# EXCERPTED PASSAGE
○ ○ ○ ○ ○ ○ ○

Grapevine: The spread of Mimouna

Eyal Golan launches fragrance; Holon becomes center of culture; Tel Aviv tour guide marks city's 104th anniversary.

Netanyahu at Mimouna 521 (photo credit: Avishag Shar Yashuv)
Netanyahu at Mimouna 521
(photo credit: Avishag Shar Yashuv)
■ JUST BEFORE Passover, singer Eyal Golan launched his signature fragrance E.Go. at BigShop in Ashdod. Around 1,000 people waited for him outside the store, forcing the artist to wait in his car for more than quarter of an hour until a path was cleared for him to enter the store, with fans who were crushed against the barricades still calling his name.
■ IS HOLON becoming the cultural capital of Israel? Events reflecting the multifaceted cultural development of the country are of late being held at the Holon Theater, the Holon Mediatech, the Holon Design Museum, the Holon Children’s Museum, the Holon Cartoon Museum and at other cultural facilities in Holon. Among the recent events attended by Holon Mayor Moti Sasson over Passover was the Days of Song Festival at the Holon Theater where he presented a Life Achievement Award to composer and musical arranger Kobi Oshrat. Several of the popular melodies that he composed were sung by well-known figures from Israel’s entertainment industry.

○ ○ ○ ○ ○ ○ ○

# INFORMATION SUPPLIED
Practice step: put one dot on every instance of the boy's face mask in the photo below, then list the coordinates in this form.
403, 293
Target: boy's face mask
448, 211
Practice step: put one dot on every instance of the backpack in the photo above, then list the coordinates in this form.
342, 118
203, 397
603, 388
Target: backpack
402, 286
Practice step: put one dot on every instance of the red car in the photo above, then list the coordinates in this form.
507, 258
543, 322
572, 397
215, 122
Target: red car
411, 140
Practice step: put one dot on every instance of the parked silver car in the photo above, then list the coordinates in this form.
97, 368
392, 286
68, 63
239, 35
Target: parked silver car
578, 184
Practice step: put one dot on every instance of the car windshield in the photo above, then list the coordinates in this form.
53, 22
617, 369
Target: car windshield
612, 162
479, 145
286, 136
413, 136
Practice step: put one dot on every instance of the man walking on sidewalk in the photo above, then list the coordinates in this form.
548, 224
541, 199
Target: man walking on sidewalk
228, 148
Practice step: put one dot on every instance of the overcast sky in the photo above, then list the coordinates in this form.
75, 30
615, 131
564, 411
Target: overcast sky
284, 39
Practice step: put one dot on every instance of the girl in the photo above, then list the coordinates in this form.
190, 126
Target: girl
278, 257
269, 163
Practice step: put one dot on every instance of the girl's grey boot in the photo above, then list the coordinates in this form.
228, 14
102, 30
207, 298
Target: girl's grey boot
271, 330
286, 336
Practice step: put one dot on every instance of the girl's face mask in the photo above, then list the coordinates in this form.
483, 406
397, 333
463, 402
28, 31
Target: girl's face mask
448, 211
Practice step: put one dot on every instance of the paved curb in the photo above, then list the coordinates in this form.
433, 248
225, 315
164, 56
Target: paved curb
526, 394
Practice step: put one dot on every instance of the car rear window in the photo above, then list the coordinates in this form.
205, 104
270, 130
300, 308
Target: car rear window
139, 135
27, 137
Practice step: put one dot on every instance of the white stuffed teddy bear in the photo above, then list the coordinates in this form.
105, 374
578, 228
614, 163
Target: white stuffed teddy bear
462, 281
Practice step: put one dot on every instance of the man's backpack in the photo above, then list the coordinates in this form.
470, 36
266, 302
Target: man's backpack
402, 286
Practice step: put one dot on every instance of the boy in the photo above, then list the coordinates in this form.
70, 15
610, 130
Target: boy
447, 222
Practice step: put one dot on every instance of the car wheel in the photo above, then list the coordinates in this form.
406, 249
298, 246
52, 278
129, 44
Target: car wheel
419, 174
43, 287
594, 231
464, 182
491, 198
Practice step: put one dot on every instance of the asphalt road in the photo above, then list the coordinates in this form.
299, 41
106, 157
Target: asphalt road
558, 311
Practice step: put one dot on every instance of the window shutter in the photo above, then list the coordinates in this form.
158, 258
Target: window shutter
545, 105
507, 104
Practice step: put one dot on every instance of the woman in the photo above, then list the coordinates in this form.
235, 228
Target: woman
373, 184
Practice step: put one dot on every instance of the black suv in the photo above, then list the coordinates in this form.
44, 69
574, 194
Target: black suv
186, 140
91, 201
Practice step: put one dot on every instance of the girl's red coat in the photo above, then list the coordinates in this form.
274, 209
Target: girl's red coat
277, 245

○ ○ ○ ○ ○ ○ ○

# TASKS
**a)** Answer these questions using the Grapevine column excerpt:
(i) Where did Eyal Golan launch his fragrance E.Go.?
(ii) About how many people waited for him outside the store?
(iii) Who presented the Life Achievement Award to Kobi Oshrat, and at which event?
**b)** Proceed with the Grapevine column on Israeli culture and society, writing on from the sentence about melodies sung by well-known figures from Israel's entertainment industry.

# RESULTS FOR EACH TASK
**a)**
(i) At BigShop in Ashdod.
(ii) Around 1,000 people.
(iii) Holon Mayor Moti Sasson presented it at the Days of Song Festival at the Holon Theater.

**b)**
■ ILAN SHCHORI, a Tel Aviv tour guide and journalist and the editor of VIP Tour Guide and My Tel Aviv Magazine decided to celebrate the 104th anniversary of his beloved city last Sunday by leading a tour that started at the Shalom Tower through Dizengoff Street and other parts of the inner environs in which he recalled the pioneers of the city that never sleeps and the way in which the seashell lottery for housing plots was conducted. Some of the original buildings in Tel Aviv are opulent even by today’s standards, but it is doubtful whether the founding fathers envisaged Tel Aviv as it looks today with its multitude of high-rise commercial and residential buildings, green parks and network of overpasses and underpasses created in the city’s ongoing efforts to deal with traffic congestion.
■ TEL AVIV University alumna Dr. Osnat Zomer-Penn, 32, a computational biologist, was one of the recipients of the prestigious UNESCO L’Oreal Prize, awarded recently at a ceremony held at the Sorbonne in Paris. She will receive $40,000 over a two-year period to enable her to continue with her postdoctoral research in genome sciences focusing on the development of autism, at the University of Washington in Seattle, where she has been studying for the past year. She is due to return to TAU in a year’s time.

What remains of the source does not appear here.